▶ [Coordinate labeling data]:

══════

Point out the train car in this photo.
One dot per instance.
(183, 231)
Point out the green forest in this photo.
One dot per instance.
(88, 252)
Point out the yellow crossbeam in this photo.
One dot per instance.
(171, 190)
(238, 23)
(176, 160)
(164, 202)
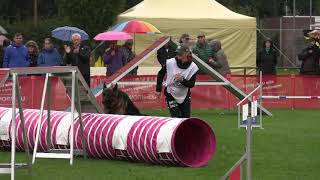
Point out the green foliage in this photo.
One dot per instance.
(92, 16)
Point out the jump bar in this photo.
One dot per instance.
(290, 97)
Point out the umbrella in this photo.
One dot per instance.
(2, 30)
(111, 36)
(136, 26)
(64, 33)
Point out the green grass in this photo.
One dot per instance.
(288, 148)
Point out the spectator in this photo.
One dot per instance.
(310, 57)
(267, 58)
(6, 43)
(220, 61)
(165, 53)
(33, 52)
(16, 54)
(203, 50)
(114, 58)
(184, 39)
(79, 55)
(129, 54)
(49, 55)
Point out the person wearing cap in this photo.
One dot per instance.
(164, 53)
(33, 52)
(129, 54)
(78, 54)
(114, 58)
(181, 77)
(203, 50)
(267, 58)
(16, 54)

══════

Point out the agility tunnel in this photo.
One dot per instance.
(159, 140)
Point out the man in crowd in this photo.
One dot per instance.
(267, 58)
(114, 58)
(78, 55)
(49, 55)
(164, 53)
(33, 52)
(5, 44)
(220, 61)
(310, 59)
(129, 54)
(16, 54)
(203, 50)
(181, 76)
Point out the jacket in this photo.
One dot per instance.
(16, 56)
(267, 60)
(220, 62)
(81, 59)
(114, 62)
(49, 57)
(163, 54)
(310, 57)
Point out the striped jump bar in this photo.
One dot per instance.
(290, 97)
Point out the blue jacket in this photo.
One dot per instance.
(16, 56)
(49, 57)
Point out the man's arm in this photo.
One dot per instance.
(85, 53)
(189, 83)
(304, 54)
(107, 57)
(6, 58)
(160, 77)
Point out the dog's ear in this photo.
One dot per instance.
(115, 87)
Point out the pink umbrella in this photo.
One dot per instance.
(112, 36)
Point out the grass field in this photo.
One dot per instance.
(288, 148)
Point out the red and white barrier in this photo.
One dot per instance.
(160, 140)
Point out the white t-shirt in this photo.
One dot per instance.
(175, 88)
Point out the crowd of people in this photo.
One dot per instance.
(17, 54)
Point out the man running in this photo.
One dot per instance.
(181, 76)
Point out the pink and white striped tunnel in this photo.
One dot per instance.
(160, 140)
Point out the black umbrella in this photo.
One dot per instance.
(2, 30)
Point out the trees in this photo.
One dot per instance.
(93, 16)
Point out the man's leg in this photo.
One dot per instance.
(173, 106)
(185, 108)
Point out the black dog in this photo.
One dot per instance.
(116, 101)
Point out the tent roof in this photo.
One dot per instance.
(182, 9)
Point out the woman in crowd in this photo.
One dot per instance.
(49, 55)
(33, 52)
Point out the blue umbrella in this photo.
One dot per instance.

══════

▶ [Your objective]: Find each line in the items above that contains the word "green", and copy those lines out in full.

▶ [The solution]:
Point out the green forest in this photo.
Point out the green foliage in this photo.
Point out the green grass in this photo.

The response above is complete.